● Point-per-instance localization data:
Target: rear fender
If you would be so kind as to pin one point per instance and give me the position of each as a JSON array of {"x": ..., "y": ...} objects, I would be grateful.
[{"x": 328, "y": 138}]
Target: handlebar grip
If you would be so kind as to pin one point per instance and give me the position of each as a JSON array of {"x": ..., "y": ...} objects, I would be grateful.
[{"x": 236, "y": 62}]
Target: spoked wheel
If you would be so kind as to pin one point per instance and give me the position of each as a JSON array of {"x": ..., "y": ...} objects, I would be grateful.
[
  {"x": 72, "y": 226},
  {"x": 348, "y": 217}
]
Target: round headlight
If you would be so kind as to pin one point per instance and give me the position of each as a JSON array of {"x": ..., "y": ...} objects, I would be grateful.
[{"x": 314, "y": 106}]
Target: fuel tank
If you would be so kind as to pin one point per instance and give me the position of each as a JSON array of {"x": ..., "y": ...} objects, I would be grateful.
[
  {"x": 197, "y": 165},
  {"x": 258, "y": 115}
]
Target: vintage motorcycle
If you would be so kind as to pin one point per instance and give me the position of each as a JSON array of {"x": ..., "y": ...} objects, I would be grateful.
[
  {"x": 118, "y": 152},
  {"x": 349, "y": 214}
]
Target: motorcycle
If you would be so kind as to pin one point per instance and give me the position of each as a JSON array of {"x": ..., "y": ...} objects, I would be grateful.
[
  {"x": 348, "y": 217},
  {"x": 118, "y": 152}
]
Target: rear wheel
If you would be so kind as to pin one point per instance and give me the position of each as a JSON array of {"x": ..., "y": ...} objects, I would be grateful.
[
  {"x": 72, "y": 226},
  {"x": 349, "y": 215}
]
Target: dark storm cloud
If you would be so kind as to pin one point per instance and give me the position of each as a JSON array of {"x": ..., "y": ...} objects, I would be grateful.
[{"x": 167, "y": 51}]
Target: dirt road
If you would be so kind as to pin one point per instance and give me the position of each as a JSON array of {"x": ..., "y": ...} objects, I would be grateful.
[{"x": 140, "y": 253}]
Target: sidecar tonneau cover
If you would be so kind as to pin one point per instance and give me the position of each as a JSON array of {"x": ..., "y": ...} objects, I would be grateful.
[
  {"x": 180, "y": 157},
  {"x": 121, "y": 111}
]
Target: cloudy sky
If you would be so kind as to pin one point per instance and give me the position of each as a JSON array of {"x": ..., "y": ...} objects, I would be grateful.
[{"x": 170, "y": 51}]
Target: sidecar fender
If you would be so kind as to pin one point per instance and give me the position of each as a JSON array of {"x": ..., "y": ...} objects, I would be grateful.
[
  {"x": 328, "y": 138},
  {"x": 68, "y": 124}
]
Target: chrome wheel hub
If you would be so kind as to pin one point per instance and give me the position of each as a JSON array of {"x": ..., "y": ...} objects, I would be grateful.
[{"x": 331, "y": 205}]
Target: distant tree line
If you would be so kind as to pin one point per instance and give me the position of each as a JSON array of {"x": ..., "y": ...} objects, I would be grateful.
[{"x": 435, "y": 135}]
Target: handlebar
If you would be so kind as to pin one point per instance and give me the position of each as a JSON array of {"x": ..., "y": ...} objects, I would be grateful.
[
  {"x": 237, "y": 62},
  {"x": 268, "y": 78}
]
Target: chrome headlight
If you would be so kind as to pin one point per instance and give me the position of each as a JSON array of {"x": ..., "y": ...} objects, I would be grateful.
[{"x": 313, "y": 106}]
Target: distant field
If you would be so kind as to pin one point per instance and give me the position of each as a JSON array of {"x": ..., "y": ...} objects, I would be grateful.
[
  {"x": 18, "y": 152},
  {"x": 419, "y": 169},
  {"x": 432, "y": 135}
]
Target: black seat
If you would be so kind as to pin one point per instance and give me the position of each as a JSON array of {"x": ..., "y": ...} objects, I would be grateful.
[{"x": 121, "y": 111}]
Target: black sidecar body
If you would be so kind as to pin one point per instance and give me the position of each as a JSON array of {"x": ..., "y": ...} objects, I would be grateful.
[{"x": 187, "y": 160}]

● WHAT YOU ARE ASKED TO DO: If a line comes after the one that contains "Target: rear wheel", leave it out; return every line of the entries up to that point exactly, starting with the first, with that line included.

● TASK SOLUTION:
Target: rear fender
If you would be so kind as to pin one point per instance and give me the position of each as a JSON array of {"x": ..., "y": ...} objects, I would be grateful.
[{"x": 328, "y": 138}]
Target: handlebar grip
If you would be so kind as to pin one point per instance and give me the position of each as a JSON array of {"x": ..., "y": ...} objects, I would be grateful.
[{"x": 236, "y": 62}]
Target: spoked wheel
If you would be so kind as to pin one point per instance and give me the position of each as a JSON array of {"x": ..., "y": ...} objects, I would be grateful.
[
  {"x": 72, "y": 226},
  {"x": 348, "y": 217}
]
Target: round headlight
If you would be so kind as to pin one point per instance and give me the position of each as a JSON array of {"x": ..., "y": ...} objects, I would be grateful.
[{"x": 314, "y": 106}]
Target: fuel tank
If you would be so kind as to pin one point per instance and give me the position of each as a JSON array of {"x": ..., "y": ...} objects, I would be grateful.
[
  {"x": 197, "y": 165},
  {"x": 258, "y": 115}
]
Target: vintage motorcycle
If you would be so kind as to pin one point per instance and give me the position of each as a JSON array of {"x": ..., "y": ...} objects, I would be grateful.
[
  {"x": 118, "y": 152},
  {"x": 349, "y": 214}
]
Target: motorcycle
If you would be so kind as to pin one point per instance and give me the position of each as a JSON array of {"x": ..., "y": ...} objects, I would be grateful.
[
  {"x": 348, "y": 217},
  {"x": 118, "y": 152}
]
Target: rear wheel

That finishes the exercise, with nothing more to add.